— START —

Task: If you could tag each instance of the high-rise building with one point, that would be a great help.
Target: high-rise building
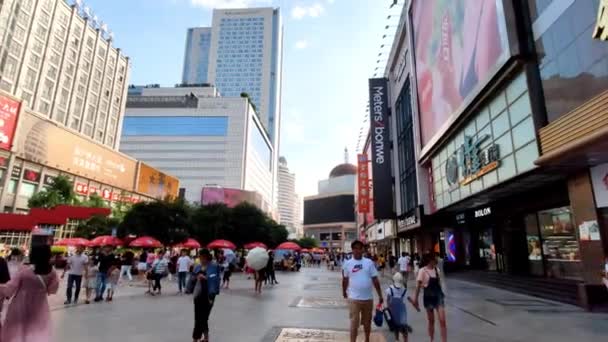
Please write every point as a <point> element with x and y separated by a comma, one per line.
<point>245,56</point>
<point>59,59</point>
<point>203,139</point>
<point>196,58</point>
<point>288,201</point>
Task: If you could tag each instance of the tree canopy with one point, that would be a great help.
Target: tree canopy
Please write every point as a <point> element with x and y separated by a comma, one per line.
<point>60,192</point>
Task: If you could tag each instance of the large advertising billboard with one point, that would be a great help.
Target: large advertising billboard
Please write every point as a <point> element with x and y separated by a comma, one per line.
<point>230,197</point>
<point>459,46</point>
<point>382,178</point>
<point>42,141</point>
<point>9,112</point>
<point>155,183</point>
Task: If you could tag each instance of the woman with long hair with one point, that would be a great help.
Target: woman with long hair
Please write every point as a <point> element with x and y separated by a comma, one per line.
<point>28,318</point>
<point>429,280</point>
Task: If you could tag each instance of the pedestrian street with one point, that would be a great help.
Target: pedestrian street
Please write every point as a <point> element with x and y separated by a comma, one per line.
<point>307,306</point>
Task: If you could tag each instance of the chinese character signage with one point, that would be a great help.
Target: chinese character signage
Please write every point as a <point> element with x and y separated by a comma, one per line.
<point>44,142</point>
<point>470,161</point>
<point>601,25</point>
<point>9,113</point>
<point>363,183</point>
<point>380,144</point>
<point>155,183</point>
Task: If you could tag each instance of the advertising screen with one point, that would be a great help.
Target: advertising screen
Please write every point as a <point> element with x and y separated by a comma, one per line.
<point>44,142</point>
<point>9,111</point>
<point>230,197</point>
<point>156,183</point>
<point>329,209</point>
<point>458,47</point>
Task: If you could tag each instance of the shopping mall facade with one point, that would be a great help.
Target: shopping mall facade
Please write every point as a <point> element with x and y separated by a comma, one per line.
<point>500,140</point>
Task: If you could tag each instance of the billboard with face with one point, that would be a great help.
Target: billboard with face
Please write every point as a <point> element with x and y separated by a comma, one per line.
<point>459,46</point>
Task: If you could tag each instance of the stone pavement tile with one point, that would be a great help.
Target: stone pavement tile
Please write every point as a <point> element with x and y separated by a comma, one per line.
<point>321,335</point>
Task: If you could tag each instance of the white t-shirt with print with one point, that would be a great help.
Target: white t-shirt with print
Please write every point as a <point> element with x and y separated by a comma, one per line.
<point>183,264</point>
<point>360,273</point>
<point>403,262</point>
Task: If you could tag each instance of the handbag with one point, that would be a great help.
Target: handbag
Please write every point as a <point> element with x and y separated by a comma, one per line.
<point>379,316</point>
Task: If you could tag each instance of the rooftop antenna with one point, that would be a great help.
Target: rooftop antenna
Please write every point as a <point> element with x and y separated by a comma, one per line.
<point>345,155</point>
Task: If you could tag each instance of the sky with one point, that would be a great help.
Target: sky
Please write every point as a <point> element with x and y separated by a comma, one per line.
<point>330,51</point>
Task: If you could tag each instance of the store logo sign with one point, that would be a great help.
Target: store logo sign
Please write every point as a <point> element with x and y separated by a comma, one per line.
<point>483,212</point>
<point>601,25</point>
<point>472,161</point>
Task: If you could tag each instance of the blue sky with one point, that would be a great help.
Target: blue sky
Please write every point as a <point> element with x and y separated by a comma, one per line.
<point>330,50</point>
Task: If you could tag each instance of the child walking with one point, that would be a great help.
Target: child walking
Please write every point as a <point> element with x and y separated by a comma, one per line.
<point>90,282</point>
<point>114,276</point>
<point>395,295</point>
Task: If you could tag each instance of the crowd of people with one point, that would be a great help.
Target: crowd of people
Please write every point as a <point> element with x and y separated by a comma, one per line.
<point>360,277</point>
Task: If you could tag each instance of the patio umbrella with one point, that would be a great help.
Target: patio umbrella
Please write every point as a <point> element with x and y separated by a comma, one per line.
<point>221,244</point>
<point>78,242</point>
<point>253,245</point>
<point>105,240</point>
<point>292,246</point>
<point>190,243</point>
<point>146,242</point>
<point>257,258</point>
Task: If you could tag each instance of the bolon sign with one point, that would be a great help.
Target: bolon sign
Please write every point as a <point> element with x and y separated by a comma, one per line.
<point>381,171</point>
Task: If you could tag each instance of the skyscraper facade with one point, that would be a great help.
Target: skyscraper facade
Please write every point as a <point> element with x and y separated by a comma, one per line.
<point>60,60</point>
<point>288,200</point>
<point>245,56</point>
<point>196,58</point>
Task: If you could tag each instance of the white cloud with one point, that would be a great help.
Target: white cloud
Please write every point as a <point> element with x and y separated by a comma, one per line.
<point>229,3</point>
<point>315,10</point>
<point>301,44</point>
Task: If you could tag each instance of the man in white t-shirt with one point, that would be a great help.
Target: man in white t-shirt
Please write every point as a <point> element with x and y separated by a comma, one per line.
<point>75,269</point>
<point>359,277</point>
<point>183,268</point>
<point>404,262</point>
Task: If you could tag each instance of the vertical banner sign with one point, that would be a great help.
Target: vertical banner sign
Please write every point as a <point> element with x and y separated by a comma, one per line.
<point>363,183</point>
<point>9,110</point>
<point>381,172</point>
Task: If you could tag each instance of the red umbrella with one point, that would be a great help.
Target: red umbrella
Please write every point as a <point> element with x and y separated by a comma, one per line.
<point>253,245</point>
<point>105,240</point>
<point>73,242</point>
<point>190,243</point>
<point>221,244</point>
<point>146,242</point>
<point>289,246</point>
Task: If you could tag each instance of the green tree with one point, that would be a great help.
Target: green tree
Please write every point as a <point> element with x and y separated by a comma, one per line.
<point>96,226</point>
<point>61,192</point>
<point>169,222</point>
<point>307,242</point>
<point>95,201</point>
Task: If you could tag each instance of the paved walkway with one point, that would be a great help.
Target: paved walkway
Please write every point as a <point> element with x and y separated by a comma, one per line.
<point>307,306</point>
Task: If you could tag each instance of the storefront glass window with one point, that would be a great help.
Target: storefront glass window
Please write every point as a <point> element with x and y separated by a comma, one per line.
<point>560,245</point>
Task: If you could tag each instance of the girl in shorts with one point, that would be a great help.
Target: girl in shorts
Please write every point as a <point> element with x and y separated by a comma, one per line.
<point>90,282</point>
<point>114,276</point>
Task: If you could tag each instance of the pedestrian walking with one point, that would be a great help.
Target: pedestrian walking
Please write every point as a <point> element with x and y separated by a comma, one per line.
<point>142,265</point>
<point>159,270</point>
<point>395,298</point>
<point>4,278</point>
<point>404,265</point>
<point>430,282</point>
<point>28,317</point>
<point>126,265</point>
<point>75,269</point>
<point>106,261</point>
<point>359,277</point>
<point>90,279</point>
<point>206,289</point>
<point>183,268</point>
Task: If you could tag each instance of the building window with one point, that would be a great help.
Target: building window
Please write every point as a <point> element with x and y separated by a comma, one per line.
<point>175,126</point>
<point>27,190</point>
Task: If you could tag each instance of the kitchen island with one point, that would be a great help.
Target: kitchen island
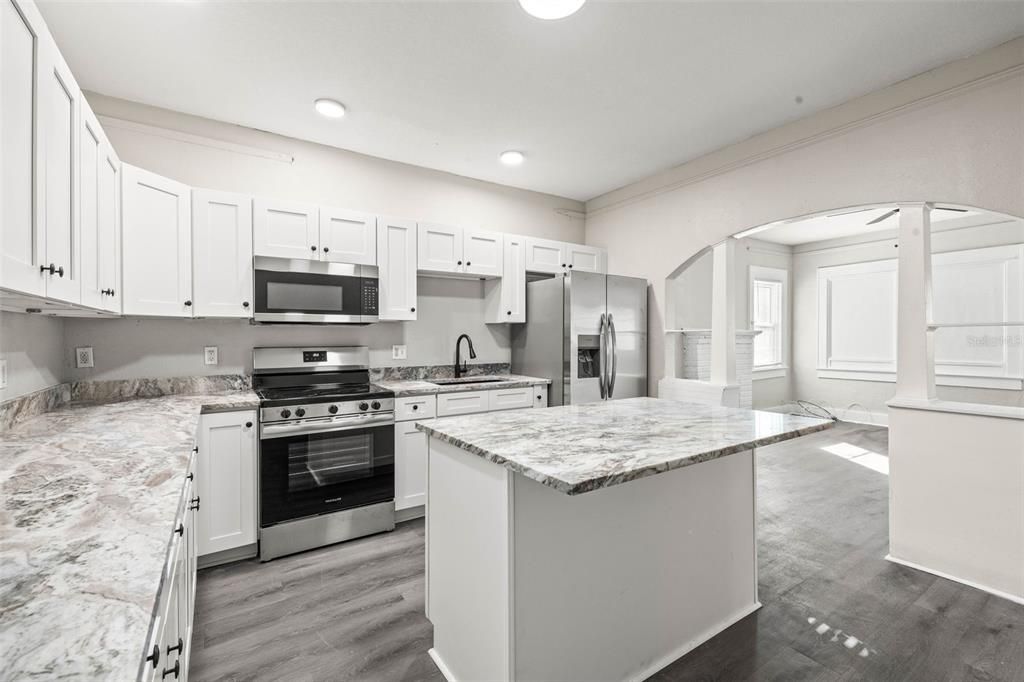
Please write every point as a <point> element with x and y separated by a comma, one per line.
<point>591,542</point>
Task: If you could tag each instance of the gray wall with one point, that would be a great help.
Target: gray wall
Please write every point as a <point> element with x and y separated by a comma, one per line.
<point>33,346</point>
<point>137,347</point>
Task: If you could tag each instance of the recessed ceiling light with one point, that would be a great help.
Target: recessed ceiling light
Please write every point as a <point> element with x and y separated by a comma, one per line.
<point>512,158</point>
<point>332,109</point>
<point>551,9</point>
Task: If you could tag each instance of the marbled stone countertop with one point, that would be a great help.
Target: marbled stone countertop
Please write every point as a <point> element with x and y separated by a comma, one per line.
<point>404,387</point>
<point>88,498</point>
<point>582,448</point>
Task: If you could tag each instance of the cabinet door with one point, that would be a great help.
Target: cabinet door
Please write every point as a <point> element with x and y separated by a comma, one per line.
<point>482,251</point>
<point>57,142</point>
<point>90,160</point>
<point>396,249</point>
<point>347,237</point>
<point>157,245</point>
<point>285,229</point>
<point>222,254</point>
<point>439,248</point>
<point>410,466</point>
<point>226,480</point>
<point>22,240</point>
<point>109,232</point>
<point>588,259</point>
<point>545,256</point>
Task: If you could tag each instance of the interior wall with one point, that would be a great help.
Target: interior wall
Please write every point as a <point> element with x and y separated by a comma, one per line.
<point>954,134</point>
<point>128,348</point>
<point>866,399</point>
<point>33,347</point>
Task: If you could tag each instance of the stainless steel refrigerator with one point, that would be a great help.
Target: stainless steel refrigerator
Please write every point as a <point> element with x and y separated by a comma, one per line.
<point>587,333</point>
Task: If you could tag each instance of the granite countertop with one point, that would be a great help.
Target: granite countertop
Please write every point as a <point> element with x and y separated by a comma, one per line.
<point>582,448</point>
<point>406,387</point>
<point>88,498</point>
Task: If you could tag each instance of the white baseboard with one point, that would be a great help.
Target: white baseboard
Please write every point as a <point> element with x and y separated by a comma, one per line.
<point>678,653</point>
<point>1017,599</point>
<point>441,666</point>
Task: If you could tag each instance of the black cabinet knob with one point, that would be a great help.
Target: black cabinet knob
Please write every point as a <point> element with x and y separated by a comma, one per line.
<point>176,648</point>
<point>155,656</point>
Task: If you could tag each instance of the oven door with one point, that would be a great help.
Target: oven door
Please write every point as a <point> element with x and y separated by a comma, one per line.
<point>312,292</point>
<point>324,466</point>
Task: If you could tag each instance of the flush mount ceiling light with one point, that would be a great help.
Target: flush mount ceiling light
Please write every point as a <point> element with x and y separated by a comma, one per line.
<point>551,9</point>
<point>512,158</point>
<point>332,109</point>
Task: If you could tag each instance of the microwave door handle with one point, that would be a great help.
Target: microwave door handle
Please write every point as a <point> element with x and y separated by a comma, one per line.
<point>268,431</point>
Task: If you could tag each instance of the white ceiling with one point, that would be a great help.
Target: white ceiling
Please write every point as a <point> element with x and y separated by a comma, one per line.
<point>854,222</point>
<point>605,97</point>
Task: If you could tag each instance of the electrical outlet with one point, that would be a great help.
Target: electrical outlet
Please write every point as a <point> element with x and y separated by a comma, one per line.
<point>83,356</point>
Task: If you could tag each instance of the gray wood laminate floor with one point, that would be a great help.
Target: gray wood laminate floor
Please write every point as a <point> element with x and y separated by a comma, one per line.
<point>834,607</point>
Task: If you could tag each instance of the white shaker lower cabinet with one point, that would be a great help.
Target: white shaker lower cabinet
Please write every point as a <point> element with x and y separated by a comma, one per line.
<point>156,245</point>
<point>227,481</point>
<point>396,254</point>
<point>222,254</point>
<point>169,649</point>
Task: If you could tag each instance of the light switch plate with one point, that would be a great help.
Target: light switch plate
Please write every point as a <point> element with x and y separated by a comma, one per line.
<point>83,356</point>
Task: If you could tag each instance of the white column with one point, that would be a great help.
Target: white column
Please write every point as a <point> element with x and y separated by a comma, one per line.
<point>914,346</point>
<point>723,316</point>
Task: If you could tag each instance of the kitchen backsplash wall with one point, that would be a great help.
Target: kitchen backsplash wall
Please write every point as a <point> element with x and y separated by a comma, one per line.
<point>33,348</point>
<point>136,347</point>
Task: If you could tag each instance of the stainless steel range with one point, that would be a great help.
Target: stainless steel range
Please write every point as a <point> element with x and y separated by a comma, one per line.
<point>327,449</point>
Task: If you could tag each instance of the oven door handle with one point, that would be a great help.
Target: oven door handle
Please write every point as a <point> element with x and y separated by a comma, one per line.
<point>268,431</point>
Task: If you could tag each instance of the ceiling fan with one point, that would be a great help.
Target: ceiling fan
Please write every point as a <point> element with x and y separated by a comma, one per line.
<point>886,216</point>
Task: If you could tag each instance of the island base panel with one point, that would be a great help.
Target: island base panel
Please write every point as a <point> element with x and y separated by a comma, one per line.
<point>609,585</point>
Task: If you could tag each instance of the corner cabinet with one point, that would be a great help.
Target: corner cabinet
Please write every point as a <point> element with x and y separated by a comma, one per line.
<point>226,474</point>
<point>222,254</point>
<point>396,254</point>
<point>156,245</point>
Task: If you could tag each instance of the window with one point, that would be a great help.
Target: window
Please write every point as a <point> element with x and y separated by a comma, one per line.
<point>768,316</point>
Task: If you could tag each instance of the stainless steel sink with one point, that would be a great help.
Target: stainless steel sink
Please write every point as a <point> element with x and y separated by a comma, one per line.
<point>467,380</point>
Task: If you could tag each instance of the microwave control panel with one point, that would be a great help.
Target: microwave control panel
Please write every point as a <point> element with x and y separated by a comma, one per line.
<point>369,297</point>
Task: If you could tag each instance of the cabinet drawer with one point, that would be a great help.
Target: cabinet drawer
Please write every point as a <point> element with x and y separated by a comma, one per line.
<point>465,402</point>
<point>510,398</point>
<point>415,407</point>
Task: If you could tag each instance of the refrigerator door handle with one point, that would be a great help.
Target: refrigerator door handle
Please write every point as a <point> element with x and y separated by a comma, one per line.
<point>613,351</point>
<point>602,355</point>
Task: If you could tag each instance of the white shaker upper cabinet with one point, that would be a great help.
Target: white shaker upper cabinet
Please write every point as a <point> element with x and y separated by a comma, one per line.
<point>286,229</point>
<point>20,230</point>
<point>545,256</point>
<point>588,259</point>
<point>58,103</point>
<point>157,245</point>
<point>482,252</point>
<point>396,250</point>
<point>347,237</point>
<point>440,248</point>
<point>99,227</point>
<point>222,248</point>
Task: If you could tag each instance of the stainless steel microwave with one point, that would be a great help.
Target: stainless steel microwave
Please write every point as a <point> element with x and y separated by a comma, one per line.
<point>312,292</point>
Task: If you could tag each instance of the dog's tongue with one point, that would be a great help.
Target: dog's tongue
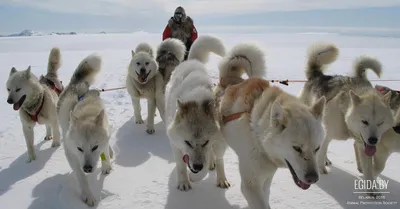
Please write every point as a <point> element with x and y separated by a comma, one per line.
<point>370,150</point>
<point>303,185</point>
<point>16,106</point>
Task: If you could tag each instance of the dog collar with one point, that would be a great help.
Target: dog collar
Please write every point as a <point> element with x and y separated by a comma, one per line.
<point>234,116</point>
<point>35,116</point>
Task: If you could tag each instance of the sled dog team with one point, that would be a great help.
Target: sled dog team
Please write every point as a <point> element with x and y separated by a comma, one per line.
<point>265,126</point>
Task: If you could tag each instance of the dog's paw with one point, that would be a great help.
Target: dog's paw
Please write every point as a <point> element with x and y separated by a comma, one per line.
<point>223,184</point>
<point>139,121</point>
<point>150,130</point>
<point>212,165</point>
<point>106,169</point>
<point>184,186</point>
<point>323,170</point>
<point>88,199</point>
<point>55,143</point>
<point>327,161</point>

— END —

**Aim of the exercise:** Update the lines from the line with "Task: If you could tag each instance of the microwave control" up to and including the line with "<point>602,355</point>" by replacing "cabinet drawer" with "kitchen drawer", leaving all else unchanged, and give only those lines.

**The response:**
Task: If you could tag each instance of the microwave control panel with one point, that would be a great help.
Target: microwave control panel
Please write every point as a <point> element with x and y separated by a comma, one per line.
<point>369,297</point>
Task: If you could tag each instance of the kitchen drawer with one point, that would be a great help.
Target: kitchen drawer
Please write every point as a <point> element with x and y separated by a comma, one per line.
<point>465,402</point>
<point>510,398</point>
<point>415,407</point>
Task: If you could tag each instance of the refrigerator door handle with one point, that would be a great help.
Target: refrigerator door handle
Please write every point as a <point> element with x and y separated by a comma, one per line.
<point>613,351</point>
<point>602,355</point>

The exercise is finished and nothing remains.